# [Task objective]
For this exercise, write out the whole listing below exactly, omitting its images.

============================================================

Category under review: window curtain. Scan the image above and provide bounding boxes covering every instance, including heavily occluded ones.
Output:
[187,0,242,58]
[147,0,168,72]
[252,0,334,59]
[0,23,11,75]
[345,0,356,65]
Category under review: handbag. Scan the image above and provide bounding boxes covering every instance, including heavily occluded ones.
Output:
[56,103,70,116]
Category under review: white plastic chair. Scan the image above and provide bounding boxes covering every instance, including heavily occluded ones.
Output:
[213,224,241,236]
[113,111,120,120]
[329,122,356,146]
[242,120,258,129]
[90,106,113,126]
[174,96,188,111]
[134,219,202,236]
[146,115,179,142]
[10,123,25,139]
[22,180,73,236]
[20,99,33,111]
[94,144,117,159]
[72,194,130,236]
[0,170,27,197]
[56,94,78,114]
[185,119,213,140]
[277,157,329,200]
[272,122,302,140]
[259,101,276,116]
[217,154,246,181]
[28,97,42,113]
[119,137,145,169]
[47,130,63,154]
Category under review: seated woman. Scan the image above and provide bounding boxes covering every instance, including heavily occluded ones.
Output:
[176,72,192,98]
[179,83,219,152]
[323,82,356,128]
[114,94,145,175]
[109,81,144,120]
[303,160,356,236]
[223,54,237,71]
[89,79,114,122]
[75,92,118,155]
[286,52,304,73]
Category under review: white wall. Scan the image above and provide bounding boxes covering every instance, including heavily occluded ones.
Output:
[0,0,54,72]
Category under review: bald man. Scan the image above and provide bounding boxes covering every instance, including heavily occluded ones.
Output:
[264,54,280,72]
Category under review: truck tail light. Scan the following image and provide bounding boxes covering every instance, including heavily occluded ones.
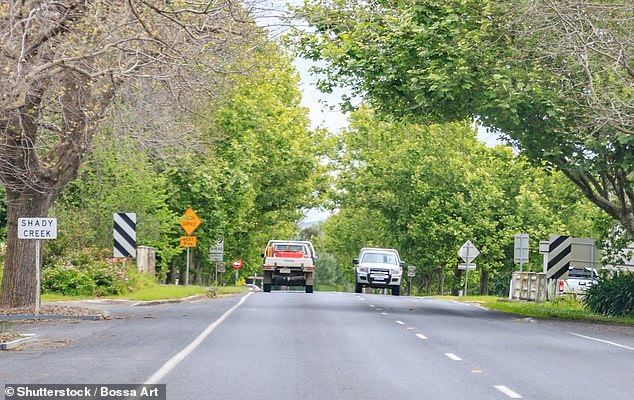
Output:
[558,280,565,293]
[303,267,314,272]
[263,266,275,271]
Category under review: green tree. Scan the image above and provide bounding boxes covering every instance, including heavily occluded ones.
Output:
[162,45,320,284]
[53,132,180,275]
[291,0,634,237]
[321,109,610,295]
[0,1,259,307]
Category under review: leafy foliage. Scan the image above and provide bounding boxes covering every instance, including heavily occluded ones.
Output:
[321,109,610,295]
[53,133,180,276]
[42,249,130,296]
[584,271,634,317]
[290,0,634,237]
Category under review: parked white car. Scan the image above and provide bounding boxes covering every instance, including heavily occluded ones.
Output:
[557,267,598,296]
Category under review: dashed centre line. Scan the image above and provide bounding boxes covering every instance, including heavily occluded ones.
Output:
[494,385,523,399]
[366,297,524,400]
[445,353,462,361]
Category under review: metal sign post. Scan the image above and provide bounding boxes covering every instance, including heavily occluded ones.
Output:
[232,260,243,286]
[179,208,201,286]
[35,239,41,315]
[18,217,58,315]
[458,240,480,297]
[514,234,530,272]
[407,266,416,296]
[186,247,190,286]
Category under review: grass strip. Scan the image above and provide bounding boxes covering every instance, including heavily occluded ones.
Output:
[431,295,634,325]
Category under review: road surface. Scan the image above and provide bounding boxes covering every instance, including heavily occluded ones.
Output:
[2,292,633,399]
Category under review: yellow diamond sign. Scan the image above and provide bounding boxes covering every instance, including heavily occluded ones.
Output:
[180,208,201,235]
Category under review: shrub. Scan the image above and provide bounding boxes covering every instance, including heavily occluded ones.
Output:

============================================================

# [Exercise result]
Category under review: window curtain. Scan the image above and provide bounding boxes covering every instance, including heavily occluded ones.
Output:
[187,0,242,58]
[147,0,168,72]
[252,0,334,59]
[0,23,11,75]
[345,0,356,65]
Category under review: handbag. Scan the image above and provide bounding boxes covering every instance, including heavily occluded ones.
Output:
[56,103,70,116]
Category under review: white plastic chair. Scan the image above and provide bounding boxes covering every instance, including heavily occluded ones.
Output:
[213,224,241,236]
[113,111,120,120]
[329,122,356,146]
[242,120,258,129]
[90,106,113,126]
[174,96,188,111]
[134,219,202,236]
[146,115,179,142]
[10,123,25,139]
[22,180,73,236]
[20,99,33,111]
[94,144,117,159]
[72,194,130,236]
[0,170,27,197]
[56,94,78,114]
[185,119,213,140]
[277,157,329,200]
[272,122,302,140]
[259,101,276,116]
[217,154,246,181]
[28,97,42,113]
[119,137,145,169]
[47,130,63,154]
Category under review: seated woman. Scan the image above and provide bounding boxes covering every instance, including heavily occluded ones.
Output:
[176,72,192,98]
[179,83,219,152]
[323,82,356,128]
[114,94,145,175]
[109,81,144,120]
[303,160,356,236]
[223,54,237,71]
[89,79,114,122]
[75,92,118,155]
[286,52,304,73]
Category under review: white wall. Scan the image above and provide bounding boxes covering every instance, including heavily occluded ones.
Output:
[0,0,54,72]
Category under review: bald man. Scan the image above and provide bounding boxes covering every instance, including heavily occluded ones.
Output:
[264,54,280,72]
Category under review: truck tail light. Scan the following image and provide bounding boxes covering every instance, including heavily occluded ones.
Output:
[558,280,565,293]
[303,267,314,272]
[263,266,275,271]
Category under review: green tree. Scan the image above and provide bounding boxes covering every instance, including heavily occluded ones.
Output:
[162,45,320,284]
[53,132,180,275]
[291,0,634,237]
[321,109,610,295]
[0,1,259,307]
Category under review: leafy foliage. Scan the image above and provide bounding boxes covering every instance, including heavily occluded ones.
Output:
[321,109,610,295]
[53,133,180,276]
[42,249,130,296]
[584,271,634,317]
[290,0,634,237]
Category under review: parked white car. Scan the image above and provide bounding boxes covering every instance, including heavily occluded ones.
Output:
[557,267,598,296]
Category under review: dashed centre line. Scan the image above and provide bounding boxes covering every instance, including heavily occluded ones.
Output:
[494,385,523,399]
[366,297,524,400]
[445,353,462,361]
Category under review: metal sign post. Scan the image above and provide bounding boxes covering every instance, including heavily occluded ones.
Output:
[232,260,243,286]
[179,208,201,286]
[35,239,41,315]
[18,217,58,315]
[458,240,480,297]
[514,234,530,272]
[407,266,416,296]
[186,247,190,286]
Category under review: grass strip. Scan the image above and provide bounding boxes covering every instance, including heavily occluded ones.
Output:
[431,295,634,325]
Category under review: road surface. Scan the image above and provide bounding boxes covering every instance, including heavily occluded ones.
Output:
[2,292,633,399]
Category under review: yellow diamond sign. Scan the image above and provide bounding boxes covering every instance, including heavily occluded ones.
Output:
[180,208,201,235]
Category under review: shrub. Scan the image above and provide bounding boxes covering every instance, including heavily occluded ones.
Output:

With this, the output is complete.